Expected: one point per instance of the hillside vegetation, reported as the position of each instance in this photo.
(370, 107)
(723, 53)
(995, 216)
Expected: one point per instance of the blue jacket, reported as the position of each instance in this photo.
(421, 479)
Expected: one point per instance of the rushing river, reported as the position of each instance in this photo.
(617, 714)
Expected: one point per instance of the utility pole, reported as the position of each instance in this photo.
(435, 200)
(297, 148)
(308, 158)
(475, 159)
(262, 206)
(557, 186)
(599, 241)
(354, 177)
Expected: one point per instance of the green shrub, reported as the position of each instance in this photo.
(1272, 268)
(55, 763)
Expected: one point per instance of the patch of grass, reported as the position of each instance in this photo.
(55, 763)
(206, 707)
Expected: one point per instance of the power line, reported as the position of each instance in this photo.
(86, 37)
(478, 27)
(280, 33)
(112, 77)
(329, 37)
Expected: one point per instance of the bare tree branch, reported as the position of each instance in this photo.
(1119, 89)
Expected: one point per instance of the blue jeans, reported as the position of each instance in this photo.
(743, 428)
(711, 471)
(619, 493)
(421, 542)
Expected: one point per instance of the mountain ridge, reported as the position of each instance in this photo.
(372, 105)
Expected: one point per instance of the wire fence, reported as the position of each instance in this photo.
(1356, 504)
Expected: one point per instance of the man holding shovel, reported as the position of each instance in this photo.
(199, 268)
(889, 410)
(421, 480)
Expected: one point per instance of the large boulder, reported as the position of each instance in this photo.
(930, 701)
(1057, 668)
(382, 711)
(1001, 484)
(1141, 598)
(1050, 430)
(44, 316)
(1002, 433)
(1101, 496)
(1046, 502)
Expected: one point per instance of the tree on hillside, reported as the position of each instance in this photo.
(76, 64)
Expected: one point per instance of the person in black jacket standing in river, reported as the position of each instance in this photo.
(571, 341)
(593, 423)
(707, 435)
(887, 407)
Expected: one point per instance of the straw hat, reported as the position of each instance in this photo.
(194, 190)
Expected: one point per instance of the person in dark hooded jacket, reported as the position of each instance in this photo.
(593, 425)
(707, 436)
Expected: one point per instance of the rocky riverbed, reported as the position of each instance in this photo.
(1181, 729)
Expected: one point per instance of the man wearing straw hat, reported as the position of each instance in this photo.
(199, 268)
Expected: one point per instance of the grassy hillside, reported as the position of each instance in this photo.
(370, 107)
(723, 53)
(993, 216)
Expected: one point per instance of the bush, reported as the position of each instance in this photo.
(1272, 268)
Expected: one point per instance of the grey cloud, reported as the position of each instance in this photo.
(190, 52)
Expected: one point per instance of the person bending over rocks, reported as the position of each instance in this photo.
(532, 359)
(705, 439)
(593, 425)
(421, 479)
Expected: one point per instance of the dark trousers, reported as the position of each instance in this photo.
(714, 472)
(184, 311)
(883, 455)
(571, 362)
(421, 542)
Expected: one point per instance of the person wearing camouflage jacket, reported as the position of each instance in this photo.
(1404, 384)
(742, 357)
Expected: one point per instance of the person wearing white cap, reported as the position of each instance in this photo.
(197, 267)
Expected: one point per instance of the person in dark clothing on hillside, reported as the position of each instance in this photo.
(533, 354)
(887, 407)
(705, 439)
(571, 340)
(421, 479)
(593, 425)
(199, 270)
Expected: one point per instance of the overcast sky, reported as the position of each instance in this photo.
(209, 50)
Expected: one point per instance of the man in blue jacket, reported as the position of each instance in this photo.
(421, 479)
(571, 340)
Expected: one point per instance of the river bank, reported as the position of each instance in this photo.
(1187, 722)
^^^^^^^^
(WHAT YOU WILL DO): Give everything from the line containing "Expected: one point per instance of the grassy" down to the end of the items as a JSON list of strings, one per line, with both ends included and blank lines left out.

(CORRECT ANSWER):
[
  "Expected: one point per instance of the grassy hillside, reported as the position of each instance in this photo.",
  "(370, 107)",
  "(723, 53)",
  "(993, 216)",
  "Expected: one point per instance of the bush, reported as the position of each instance in this photo.",
  "(1272, 268)",
  "Expected: one point per instance of the grey cloud, reported as the position of each instance in this photo.",
  "(190, 52)",
  "Expected: one point per instance of the person bending over rocks, reported as the position of each instance in this photo.",
  "(532, 359)",
  "(705, 439)",
  "(593, 425)",
  "(421, 479)",
  "Expected: one point per instance of the dark trousers, reported as the position of each instance in this photo.",
  "(714, 472)",
  "(184, 311)",
  "(883, 455)",
  "(571, 362)",
  "(421, 542)",
  "Expected: one point per instance of the person wearing camouflage jacket, reported as the position of each instance in this photo.",
  "(1404, 384)",
  "(742, 357)",
  "Expected: one point per instance of the person wearing white cap, reported as the position of each instance in this photo.",
  "(197, 267)",
  "Expected: one point per instance of the person in dark clothing on hillside, reported as the position of each instance in this photo.",
  "(533, 354)",
  "(887, 407)",
  "(705, 439)",
  "(571, 340)",
  "(421, 479)",
  "(593, 425)",
  "(199, 270)",
  "Expected: one point per instance of the overcast sky, reported as the position of each instance in this photo.",
  "(209, 50)",
  "Expected: one point per instance of the man in blue jacket, reported as the position of each instance in this photo.",
  "(421, 479)",
  "(571, 340)",
  "Expected: one point per instance of the river bank, reported as the position of each instance in this photo.",
  "(1187, 722)"
]